◆ GIVEN TASK
Are you able to retype all the records below exactly?

[Position identification records]

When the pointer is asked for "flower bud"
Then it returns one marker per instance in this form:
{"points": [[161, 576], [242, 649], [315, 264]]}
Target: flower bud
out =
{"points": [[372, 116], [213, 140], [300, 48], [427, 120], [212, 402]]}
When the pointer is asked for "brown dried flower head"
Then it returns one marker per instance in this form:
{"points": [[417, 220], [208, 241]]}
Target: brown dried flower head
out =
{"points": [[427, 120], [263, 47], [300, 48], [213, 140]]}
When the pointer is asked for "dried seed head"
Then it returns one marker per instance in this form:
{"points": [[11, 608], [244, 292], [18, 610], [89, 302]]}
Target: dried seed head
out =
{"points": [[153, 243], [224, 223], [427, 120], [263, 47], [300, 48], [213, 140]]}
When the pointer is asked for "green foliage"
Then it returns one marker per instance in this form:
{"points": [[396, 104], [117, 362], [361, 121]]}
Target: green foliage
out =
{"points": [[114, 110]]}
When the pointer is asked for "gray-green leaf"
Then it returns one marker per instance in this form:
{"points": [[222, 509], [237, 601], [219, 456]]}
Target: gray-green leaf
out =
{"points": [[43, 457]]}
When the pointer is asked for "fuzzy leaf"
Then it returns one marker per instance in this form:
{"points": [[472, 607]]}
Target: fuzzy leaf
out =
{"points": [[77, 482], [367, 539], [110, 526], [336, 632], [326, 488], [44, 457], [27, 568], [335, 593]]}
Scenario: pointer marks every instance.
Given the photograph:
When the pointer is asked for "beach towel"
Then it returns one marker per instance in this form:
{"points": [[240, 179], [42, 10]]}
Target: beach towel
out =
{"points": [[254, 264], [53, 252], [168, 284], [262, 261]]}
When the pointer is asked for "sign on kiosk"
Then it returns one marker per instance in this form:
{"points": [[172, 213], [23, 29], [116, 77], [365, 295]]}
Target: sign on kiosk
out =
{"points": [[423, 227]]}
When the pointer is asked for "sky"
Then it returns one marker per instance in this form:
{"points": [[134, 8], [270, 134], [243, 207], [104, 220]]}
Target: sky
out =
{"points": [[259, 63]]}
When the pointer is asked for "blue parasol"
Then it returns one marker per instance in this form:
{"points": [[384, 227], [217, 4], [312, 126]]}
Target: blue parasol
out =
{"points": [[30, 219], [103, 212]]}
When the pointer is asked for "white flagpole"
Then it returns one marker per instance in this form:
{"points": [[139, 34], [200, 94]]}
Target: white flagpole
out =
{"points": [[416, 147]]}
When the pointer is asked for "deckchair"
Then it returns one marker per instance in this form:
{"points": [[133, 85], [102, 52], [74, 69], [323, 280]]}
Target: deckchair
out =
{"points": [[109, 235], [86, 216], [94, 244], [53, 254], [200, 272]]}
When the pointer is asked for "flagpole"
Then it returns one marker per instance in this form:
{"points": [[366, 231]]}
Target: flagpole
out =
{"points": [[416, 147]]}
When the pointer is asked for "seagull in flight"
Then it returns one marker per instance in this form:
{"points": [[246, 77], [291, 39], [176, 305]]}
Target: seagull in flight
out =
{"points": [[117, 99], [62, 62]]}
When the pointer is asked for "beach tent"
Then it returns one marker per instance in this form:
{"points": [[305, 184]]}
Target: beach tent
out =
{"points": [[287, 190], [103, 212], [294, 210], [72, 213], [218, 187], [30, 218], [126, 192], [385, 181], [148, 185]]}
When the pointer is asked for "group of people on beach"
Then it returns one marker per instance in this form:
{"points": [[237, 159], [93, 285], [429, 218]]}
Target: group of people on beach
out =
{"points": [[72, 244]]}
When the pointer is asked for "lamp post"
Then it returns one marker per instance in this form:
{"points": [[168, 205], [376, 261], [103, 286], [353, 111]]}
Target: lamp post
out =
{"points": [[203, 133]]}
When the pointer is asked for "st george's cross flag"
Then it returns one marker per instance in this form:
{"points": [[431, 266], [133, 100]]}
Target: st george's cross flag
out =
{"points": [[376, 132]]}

◆ RESPONSE BELOW
When the pointer is asked for "flower bud"
Then it returns one marker per instance in this form:
{"points": [[161, 576], [242, 649], [315, 264]]}
Target: flower bud
out =
{"points": [[372, 116], [213, 140], [300, 48], [427, 120], [212, 402]]}
When the pointer is asked for "brown dried flower head"
Then it returns one marker per instance in this form:
{"points": [[417, 220], [208, 241]]}
Target: brown dried flower head
out =
{"points": [[427, 120], [263, 47], [300, 48], [213, 140]]}
When the pointer is asked for "dried seed head"
Then it returns one marker per instance in this form:
{"points": [[11, 608], [244, 292], [18, 610], [89, 302]]}
Target: dried seed head
out =
{"points": [[153, 243], [224, 223], [427, 120], [263, 47], [300, 48], [213, 140]]}
When the pointer is asked for "green foliage"
Then it returns one marker per instance in this form:
{"points": [[396, 104], [117, 362], [361, 121]]}
Target: green foliage
out =
{"points": [[114, 110]]}
When the pointer is asked for "gray-green leaf"
Then it returns one marker per instance in this form:
{"points": [[222, 509], [237, 601], [219, 456]]}
Target: gray-green leaf
out =
{"points": [[43, 457]]}
When the pointer is asked for "fuzzy leaf"
Then it returns one marker per instance in this form:
{"points": [[472, 607]]}
Target: fuzzy leaf
out =
{"points": [[77, 482], [367, 539], [110, 526], [336, 632], [326, 488], [44, 457], [27, 568], [335, 593]]}
Scenario: pointer marks every instance.
Given the photograph:
When the pointer is asked for "beach towel"
Then it returns one marker per instance in this form:
{"points": [[240, 179], [42, 10]]}
Target: beach towel
out =
{"points": [[254, 264], [53, 252], [168, 284], [262, 261]]}
When the pointer is asked for "sign on kiosk"
Then it returns one marker per instance in this form:
{"points": [[172, 213], [23, 29], [116, 77], [365, 295]]}
Target: sign on kiosk
out =
{"points": [[423, 227]]}
When the pointer is asked for "sky"
Then it returns one marker per instance in this form:
{"points": [[134, 8], [270, 134], [243, 207], [104, 220]]}
Target: sky
out =
{"points": [[259, 63]]}
When the pointer is asked for "blue parasol"
Then it returns one marker per instance in this form:
{"points": [[384, 227], [217, 4], [312, 126]]}
Target: blue parasol
out =
{"points": [[30, 219], [103, 212]]}
When the pointer is asked for "white flagpole"
Then it returns one marker per instance in this form:
{"points": [[139, 34], [200, 94]]}
Target: white flagpole
out =
{"points": [[416, 147]]}
When the pointer is asked for "deckchair"
Then it returns one marker per instance in this form:
{"points": [[133, 85], [102, 52], [74, 69], [323, 280]]}
Target: deckchair
out =
{"points": [[109, 235], [86, 216], [94, 244], [53, 254], [200, 272]]}
When the pointer is asked for "flagpole"
Then it returns one marker per instance in this form:
{"points": [[366, 231]]}
Target: flagpole
out =
{"points": [[416, 147]]}
When the pointer is asked for "seagull in flight"
Then it returns one marker per instance in this form:
{"points": [[246, 77], [291, 39], [176, 305]]}
Target: seagull in flight
out =
{"points": [[117, 99], [62, 62]]}
When the pointer is asked for "beach tent"
Then it returns one marker per instance in this form:
{"points": [[305, 184]]}
Target: beach tent
out =
{"points": [[287, 190], [103, 212], [294, 210], [72, 213], [218, 187], [30, 218], [126, 192], [385, 181], [148, 185]]}
When the pointer is asked for "group of people on beach"
Then it returns one marker per instance in this form:
{"points": [[237, 159], [93, 285], [429, 218]]}
Target: group of people on beach
out =
{"points": [[72, 244]]}
When the pointer is asked for "lamp post"
Then it returns one marker per instance in this form:
{"points": [[168, 205], [376, 261], [103, 286], [353, 111]]}
Target: lamp post
out =
{"points": [[203, 133]]}
When the pointer is asked for "st george's cross flag"
Then it returns one marker per instance in this form:
{"points": [[431, 266], [133, 100]]}
Target: st george's cross flag
out =
{"points": [[376, 132]]}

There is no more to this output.